I assume the major motive for enacting ACA was to expand coverage, because the number of people lacking any kind of insurance coverage in the U.S. was awful. Problem is, of course, expanding coverage without controlling costs or having sound rationing mechanisms in place will increase utilization and only make total expenditures higher in the long run. ACA doesn't address the cost issue. But, if we're going to insist on spending gobs and gobs of money on health care without reigning in costs to begin with--and we weren't doing that before the legislation and showed no intentions of doing so--, then I'd prefer to have more people covered.
The US is not about making the disease more tolerable, and no matter how hard the left bleats in this country, they are never going to be satisfied by their own half-assed political agenda. They aren't satisfied with Welfare and Medicaid now, yet all we do is spend more money and expand benefits. Expanding coverage to treat the symptoms of the disease only makes the problem worse.
I just had another client come in today. He's 71, works full-time with gross income around $100,000/year. He also collects $20,000 in Social Security benefits., and pays less than $3,000 in tax on the SS benefits. Yet another "insurance program" run amok. He's not even retired. Expanding coverage and conferring pointless economic benefits has only hastened the decline of our lower-middle class and manufacturing sector. Frivolous health insurance programs will have the same consequence.
This kind of civic malfeasance hides in plain sight, but half of the country is too stupid to see it. They expand coverage and benefits because insurance is good, but all they get is rapid decline. The rest of us just shake our heads. Like listening to drug addicts identify the world's problem as not enough drugs. Sure. Let's see where that gets us.

Supplied entries.
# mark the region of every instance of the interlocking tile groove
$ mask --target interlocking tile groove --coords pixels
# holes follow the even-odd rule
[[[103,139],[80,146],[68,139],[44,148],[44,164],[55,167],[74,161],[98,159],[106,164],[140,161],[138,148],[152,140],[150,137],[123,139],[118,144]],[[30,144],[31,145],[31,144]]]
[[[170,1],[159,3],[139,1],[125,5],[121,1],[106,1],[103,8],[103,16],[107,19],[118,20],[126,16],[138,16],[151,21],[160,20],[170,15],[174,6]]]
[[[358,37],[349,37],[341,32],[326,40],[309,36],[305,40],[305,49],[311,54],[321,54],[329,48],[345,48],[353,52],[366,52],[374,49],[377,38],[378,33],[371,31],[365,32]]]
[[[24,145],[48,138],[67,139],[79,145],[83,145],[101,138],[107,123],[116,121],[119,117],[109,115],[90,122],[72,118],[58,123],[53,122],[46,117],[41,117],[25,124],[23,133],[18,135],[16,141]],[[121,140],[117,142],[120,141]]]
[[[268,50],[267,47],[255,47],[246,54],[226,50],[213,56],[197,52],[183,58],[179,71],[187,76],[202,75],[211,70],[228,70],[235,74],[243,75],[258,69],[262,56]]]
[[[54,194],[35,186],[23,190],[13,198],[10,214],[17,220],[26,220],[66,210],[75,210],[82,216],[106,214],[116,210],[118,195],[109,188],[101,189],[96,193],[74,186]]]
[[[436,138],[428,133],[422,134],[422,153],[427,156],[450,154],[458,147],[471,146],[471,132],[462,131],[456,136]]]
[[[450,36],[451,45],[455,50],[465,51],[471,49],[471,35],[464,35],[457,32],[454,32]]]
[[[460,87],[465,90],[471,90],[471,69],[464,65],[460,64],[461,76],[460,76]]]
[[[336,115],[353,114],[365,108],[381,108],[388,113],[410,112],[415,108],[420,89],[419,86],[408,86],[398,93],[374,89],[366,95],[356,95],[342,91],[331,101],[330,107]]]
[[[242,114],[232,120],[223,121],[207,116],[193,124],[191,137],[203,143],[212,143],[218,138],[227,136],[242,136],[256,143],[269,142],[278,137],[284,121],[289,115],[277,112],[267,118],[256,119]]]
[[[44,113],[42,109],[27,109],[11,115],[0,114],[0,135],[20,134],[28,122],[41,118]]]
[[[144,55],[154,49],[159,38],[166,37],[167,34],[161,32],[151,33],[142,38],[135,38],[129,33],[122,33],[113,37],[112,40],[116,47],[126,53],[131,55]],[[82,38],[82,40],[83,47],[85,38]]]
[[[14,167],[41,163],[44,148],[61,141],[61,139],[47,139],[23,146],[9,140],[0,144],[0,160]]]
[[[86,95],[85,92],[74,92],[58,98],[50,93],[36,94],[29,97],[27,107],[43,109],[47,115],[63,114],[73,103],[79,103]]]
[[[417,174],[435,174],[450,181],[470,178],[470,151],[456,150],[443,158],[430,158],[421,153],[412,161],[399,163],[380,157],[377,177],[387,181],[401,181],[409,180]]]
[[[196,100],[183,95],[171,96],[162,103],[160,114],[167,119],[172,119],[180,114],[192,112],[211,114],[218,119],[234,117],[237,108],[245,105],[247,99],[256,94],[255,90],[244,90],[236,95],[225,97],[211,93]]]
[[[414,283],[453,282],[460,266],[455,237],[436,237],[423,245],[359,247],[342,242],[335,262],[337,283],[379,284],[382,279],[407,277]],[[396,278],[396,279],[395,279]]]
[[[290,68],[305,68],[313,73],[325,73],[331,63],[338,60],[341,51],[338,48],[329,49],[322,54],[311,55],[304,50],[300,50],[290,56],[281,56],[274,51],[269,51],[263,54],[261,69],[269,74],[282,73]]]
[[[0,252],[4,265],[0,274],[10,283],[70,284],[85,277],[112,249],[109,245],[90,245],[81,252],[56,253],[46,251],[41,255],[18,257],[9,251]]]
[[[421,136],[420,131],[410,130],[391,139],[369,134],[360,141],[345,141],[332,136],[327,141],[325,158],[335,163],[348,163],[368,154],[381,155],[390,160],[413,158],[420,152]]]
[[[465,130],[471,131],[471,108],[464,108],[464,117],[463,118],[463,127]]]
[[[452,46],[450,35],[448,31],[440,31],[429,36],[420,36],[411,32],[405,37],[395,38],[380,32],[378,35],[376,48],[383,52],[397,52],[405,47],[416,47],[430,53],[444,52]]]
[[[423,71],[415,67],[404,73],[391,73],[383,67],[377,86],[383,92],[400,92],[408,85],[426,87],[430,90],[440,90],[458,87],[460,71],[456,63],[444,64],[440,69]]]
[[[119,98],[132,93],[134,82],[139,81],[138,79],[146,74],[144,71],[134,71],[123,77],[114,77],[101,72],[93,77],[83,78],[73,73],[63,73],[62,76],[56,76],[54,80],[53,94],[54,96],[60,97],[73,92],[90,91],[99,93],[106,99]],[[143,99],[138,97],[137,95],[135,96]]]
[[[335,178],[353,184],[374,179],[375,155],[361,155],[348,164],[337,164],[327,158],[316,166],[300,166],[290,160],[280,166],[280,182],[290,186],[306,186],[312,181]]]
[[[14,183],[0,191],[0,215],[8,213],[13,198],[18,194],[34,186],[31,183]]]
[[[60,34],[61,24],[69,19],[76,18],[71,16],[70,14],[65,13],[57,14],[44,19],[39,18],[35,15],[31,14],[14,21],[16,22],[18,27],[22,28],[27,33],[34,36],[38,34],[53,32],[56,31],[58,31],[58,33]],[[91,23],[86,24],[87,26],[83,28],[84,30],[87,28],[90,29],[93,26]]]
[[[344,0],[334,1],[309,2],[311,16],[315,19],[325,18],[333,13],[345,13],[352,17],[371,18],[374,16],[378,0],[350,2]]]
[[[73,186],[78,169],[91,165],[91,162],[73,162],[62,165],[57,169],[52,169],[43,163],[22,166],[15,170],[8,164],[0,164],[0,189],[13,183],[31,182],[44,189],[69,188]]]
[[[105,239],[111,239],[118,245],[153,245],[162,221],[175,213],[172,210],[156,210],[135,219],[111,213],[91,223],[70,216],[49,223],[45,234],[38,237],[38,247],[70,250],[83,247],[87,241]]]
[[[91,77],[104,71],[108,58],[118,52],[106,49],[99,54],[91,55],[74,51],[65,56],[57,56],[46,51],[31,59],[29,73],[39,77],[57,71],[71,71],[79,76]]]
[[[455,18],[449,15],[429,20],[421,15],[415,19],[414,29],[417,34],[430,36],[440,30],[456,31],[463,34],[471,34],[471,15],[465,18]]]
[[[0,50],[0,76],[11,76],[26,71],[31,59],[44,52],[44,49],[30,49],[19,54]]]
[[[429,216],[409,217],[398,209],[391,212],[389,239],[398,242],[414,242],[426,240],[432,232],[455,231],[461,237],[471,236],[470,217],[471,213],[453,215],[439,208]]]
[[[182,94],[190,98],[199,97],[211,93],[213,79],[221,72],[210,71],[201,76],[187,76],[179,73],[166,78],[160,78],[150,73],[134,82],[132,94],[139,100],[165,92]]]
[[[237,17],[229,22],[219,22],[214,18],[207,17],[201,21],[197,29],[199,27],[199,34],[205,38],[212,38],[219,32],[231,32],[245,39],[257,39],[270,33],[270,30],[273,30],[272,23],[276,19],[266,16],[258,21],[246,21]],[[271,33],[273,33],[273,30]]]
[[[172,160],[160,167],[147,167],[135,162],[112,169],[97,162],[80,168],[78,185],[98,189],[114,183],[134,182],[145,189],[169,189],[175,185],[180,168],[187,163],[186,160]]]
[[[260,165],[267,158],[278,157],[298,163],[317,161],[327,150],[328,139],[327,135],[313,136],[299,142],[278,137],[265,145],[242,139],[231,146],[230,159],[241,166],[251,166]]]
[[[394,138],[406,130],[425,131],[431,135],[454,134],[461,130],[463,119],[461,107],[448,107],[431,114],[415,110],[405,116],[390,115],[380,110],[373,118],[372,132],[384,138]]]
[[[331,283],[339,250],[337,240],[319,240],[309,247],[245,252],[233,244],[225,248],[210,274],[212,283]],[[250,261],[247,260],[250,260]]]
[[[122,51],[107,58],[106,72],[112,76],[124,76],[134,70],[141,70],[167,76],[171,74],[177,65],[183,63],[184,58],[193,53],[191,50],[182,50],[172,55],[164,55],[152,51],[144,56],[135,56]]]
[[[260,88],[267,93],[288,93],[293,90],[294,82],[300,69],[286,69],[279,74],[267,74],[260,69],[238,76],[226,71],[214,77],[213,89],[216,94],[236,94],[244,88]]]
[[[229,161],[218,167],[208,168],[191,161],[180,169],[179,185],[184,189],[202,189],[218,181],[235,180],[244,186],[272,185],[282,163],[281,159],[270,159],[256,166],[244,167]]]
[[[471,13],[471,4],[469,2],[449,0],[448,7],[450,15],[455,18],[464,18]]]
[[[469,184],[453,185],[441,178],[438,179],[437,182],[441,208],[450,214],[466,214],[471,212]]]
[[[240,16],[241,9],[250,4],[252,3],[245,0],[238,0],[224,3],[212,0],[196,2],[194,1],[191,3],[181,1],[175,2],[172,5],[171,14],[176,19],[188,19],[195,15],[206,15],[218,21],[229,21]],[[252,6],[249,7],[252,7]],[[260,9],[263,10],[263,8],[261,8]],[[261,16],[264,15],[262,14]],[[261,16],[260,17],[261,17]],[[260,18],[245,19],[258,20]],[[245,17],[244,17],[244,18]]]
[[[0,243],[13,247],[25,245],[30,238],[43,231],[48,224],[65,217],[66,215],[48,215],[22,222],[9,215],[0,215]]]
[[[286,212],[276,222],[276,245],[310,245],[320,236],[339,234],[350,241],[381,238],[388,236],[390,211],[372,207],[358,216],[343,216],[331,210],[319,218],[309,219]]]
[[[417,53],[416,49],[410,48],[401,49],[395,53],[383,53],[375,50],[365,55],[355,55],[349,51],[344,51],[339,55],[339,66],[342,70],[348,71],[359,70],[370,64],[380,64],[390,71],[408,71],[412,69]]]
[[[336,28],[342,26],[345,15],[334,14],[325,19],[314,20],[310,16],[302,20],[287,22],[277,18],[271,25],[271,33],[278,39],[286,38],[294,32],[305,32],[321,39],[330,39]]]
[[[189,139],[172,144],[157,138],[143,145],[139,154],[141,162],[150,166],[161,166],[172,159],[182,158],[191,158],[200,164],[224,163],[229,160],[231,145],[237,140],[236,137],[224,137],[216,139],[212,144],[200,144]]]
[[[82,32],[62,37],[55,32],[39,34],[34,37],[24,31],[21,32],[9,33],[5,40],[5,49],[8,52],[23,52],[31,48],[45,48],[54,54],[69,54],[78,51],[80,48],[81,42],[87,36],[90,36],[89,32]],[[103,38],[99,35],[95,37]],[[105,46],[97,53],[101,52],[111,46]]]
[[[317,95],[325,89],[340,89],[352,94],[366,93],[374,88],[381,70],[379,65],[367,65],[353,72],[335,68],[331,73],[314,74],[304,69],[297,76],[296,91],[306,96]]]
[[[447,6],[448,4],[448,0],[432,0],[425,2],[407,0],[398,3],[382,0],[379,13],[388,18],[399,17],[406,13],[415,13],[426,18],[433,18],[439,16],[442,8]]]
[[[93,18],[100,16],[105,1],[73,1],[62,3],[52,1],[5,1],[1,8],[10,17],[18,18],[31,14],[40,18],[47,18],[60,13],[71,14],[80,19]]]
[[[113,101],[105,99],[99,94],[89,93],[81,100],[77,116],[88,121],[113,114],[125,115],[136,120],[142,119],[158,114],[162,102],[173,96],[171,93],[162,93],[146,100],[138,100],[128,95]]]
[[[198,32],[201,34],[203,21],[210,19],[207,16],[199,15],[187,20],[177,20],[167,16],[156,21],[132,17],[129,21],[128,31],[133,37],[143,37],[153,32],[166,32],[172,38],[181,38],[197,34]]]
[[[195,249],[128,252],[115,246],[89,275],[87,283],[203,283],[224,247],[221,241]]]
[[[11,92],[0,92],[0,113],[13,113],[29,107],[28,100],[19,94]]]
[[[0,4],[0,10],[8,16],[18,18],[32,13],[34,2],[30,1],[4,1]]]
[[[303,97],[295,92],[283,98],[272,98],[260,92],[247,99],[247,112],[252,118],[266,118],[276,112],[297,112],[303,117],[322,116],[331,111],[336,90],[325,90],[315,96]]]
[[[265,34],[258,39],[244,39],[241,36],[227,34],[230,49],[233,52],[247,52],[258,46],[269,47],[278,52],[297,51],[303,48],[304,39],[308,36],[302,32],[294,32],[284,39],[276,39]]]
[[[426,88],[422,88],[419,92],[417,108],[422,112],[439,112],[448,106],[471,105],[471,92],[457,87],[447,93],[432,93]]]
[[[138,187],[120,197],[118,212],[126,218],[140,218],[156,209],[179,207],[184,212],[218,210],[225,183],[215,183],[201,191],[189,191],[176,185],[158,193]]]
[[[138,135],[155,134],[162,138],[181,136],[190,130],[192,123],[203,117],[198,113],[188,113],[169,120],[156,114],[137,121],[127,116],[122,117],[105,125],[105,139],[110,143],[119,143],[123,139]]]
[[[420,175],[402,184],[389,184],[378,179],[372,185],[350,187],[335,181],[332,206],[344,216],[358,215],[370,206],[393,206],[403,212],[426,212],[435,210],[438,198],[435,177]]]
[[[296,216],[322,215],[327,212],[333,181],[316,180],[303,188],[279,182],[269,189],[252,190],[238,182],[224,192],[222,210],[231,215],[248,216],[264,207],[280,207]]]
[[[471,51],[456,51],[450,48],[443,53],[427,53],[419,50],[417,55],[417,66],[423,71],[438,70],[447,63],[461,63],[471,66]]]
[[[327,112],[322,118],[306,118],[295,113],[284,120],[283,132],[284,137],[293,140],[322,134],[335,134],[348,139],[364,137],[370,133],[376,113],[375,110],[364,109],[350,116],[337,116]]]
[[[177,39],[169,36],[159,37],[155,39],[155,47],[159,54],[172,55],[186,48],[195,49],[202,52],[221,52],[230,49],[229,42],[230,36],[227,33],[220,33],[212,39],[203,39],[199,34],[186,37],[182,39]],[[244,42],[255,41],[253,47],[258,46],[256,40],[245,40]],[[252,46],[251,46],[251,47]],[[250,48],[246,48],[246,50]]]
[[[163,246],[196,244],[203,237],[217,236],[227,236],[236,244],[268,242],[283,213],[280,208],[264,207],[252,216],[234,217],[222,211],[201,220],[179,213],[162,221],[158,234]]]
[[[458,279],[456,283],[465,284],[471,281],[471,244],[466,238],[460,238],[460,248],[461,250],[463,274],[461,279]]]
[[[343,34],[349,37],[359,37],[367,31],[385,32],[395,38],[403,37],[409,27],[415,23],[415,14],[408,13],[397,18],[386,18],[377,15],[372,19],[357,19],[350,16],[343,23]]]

What the task requires.
Answer these questions about the comments on the ACA:
(a) What does the writer assume was the major motive for enacting the ACA?
(b) Which two programs does the second paragraph say the left isn't satisfied with now?
(c) How old is the client described, and what is his approximate gross income?
The items aren't needed for what follows.

Answer space.
(a) To expand coverage.
(b) Welfare and Medicaid.
(c) He is 71, with a gross income of around $100,000 a year.